- _Entries shown_:
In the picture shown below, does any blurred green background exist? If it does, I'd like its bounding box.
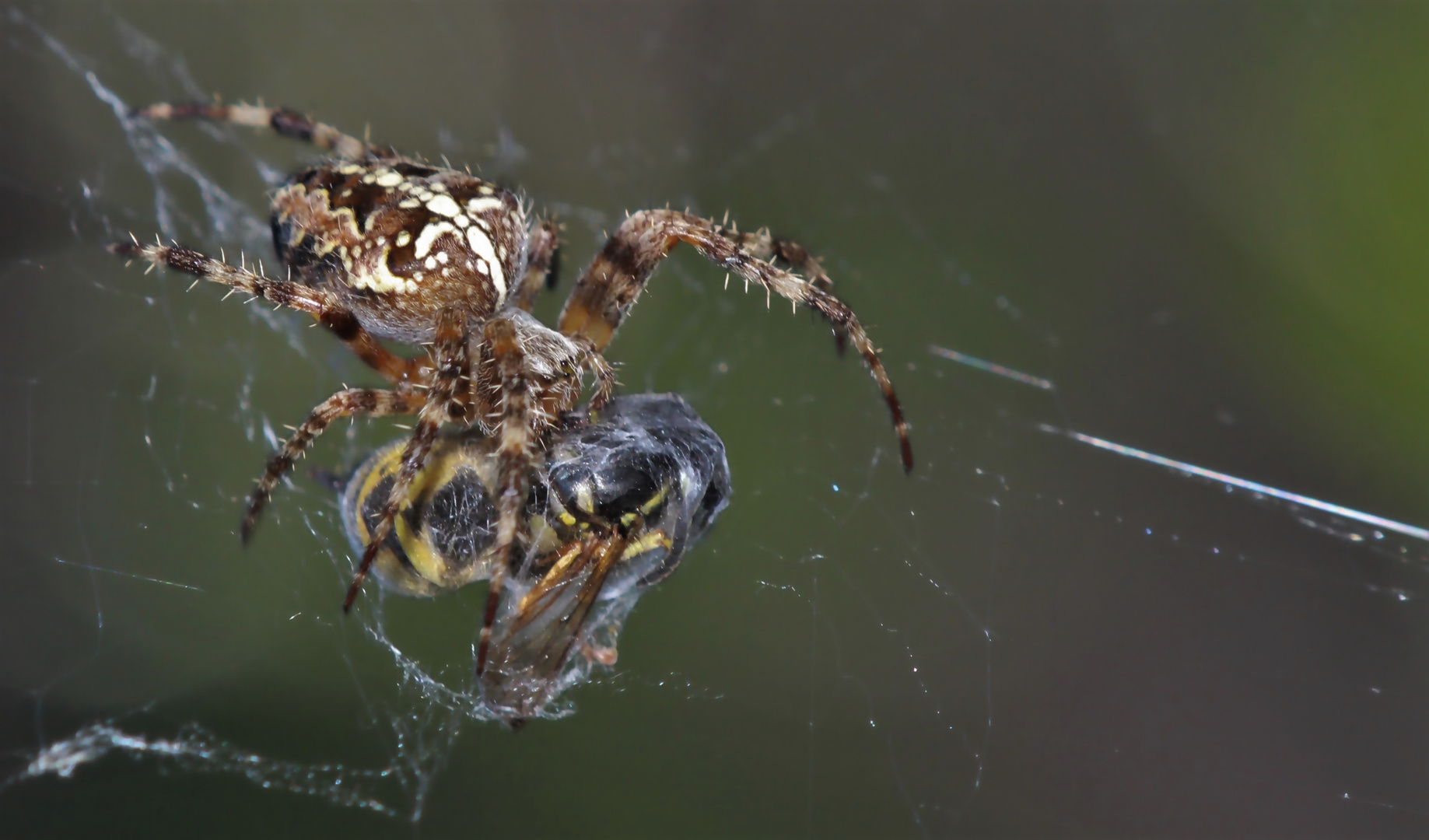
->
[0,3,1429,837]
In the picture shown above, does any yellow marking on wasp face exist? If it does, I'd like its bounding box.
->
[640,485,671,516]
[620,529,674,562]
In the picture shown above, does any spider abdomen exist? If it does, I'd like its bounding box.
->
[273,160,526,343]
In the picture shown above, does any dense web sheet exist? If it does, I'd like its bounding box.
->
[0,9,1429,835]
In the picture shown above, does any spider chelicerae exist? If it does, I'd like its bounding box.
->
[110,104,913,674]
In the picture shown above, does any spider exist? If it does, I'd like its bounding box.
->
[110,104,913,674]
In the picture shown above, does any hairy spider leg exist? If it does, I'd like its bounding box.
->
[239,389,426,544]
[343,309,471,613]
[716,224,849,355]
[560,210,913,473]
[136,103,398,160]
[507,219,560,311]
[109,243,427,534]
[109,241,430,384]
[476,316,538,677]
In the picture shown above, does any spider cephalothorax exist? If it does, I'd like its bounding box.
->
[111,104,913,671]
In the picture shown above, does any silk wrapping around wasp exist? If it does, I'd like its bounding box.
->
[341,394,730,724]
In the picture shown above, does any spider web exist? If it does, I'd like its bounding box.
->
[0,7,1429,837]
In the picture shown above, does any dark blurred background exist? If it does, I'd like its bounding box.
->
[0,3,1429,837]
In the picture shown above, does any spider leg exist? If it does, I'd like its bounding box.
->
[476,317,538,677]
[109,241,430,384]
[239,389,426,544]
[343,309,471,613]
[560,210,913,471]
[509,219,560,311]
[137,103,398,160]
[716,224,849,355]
==
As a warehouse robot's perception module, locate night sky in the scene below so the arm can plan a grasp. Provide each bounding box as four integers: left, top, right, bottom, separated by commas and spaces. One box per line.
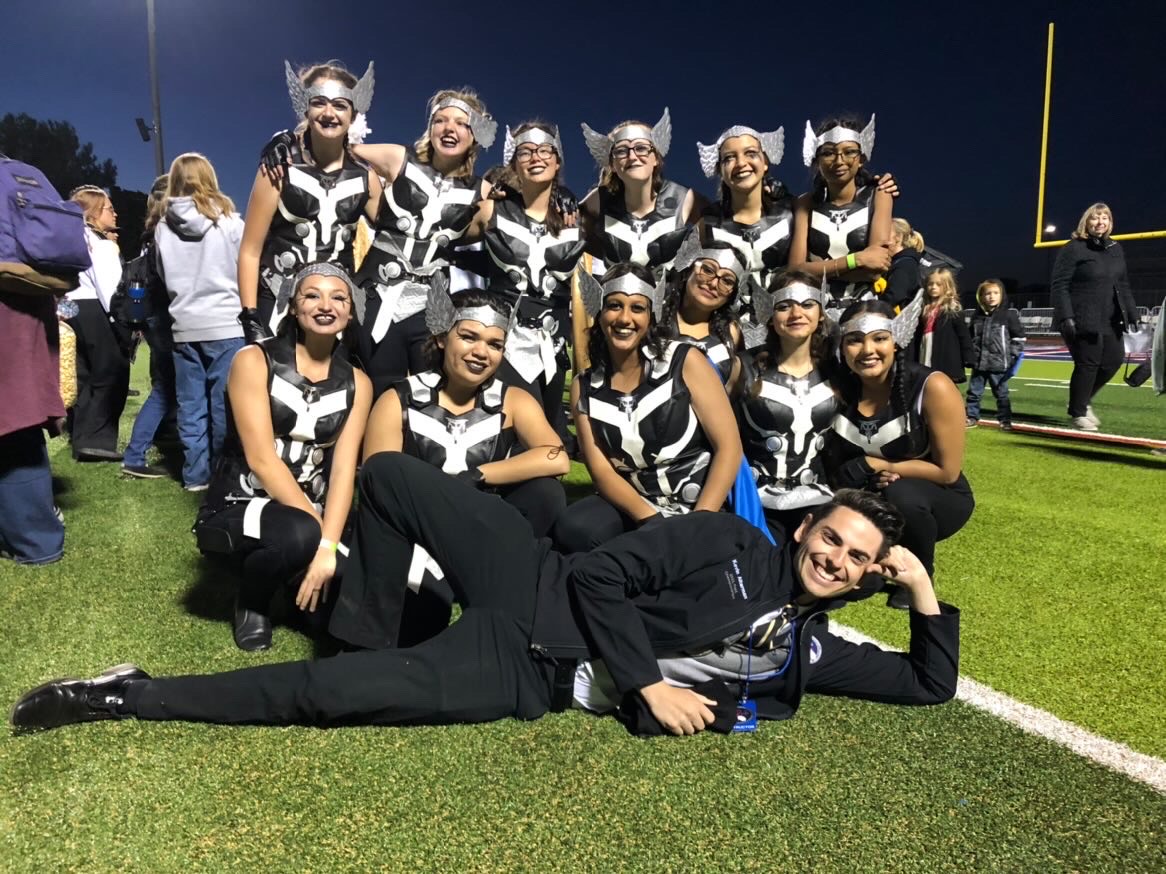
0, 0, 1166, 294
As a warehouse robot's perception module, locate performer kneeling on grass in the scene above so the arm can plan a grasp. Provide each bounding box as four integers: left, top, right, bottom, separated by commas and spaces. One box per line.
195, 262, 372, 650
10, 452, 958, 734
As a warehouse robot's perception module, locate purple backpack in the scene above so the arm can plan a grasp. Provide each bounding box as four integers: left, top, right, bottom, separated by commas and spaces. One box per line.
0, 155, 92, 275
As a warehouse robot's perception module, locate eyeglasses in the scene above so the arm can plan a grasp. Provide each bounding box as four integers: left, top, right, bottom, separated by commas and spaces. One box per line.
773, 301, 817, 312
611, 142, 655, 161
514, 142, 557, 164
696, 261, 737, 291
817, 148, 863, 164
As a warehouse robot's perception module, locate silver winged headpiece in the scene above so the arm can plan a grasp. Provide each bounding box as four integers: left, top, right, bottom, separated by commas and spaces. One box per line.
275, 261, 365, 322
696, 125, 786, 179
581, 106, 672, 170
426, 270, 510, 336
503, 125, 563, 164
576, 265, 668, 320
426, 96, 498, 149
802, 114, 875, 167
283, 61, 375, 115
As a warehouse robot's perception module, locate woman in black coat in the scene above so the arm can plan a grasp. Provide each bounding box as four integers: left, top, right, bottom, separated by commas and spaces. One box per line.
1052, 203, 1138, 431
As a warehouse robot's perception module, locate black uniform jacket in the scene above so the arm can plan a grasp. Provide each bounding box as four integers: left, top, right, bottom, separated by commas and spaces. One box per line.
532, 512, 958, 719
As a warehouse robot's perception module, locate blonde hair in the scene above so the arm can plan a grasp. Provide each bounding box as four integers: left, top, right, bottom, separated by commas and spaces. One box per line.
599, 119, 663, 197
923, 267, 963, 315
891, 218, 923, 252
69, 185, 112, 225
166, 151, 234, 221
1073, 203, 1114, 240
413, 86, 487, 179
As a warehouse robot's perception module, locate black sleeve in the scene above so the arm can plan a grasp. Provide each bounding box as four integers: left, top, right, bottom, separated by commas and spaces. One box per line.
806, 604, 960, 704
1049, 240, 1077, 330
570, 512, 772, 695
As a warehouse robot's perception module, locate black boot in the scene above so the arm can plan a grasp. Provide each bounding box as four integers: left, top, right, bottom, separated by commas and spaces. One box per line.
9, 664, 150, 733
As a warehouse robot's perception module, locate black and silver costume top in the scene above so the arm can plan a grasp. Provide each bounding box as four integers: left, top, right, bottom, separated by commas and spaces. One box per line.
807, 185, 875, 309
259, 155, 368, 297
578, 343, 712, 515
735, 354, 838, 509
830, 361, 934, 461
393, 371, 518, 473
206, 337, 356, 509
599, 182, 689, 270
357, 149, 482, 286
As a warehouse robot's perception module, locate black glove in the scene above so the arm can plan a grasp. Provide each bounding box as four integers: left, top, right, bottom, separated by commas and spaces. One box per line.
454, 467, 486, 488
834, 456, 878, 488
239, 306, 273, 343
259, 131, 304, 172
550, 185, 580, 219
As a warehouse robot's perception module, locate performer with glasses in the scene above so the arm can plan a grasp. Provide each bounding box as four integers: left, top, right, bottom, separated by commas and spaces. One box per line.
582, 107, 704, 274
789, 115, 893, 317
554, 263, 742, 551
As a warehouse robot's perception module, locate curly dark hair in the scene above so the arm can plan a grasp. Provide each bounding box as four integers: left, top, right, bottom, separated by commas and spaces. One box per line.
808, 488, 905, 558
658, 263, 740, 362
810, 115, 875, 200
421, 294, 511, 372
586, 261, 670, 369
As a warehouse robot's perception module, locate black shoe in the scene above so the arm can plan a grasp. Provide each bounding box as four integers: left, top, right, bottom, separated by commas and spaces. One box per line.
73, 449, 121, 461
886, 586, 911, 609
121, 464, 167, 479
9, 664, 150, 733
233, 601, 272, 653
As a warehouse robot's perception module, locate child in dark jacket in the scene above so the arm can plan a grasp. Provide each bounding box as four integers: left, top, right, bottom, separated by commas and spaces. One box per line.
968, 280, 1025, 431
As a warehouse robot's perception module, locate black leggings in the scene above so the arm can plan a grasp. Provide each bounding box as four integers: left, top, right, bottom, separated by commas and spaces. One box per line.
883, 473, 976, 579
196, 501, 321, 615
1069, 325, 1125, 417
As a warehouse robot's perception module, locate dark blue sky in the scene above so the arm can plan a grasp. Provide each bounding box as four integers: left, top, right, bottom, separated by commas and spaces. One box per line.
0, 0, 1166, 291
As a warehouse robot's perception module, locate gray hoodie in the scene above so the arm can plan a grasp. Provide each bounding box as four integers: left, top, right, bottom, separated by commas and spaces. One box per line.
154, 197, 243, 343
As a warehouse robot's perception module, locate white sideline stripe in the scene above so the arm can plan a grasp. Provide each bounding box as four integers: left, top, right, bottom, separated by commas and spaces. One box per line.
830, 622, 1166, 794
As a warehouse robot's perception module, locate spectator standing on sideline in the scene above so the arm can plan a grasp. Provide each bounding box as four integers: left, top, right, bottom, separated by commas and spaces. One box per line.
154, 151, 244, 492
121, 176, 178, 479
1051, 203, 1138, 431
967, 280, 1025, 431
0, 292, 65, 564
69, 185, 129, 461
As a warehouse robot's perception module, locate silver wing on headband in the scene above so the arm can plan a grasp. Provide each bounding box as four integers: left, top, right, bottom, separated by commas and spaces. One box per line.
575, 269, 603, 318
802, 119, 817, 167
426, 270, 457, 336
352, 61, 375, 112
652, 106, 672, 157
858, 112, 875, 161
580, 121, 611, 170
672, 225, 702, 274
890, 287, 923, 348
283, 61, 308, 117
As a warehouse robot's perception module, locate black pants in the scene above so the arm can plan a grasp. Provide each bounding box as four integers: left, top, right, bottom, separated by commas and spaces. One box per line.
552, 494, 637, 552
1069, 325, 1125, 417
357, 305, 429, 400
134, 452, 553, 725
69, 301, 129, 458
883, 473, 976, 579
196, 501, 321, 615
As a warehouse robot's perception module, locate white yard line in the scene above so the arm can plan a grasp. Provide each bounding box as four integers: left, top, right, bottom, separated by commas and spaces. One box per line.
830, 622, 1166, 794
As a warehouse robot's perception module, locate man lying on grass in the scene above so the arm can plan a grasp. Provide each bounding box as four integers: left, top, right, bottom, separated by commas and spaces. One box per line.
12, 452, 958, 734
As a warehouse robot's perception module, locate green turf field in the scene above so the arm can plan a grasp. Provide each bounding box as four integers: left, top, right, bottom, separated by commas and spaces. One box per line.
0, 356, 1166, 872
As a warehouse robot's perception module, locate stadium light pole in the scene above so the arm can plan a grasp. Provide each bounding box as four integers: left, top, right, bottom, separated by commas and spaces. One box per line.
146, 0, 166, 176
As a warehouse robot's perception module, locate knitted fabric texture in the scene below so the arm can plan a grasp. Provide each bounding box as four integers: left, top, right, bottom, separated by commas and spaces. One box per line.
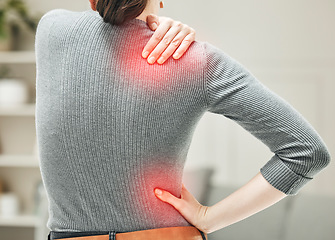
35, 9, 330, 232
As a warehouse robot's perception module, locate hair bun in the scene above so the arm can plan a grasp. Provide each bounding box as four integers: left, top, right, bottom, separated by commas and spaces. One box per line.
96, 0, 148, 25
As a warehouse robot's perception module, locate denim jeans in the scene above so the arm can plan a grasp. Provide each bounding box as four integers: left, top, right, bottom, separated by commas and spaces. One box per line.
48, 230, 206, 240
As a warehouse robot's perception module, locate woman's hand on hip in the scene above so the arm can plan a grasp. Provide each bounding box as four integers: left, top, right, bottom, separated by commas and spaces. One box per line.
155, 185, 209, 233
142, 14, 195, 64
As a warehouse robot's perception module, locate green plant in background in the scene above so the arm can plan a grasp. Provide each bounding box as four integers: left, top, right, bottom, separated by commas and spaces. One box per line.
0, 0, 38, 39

- _To do_: Reproduce verbatim everything in the material above from the line containing "As a warehouse robot's perception module, locate green turf" down to the line containing "0, 356, 1166, 872", including both of those lines.

- _Answer to the task_:
As a warehouse robot's perception module, locate green turf field in the scene above so the arm can plan a grasp. Provide each bounding box as four integers: left, top, right, bottom, separated by commas and spaces. One box per line.
0, 356, 1166, 872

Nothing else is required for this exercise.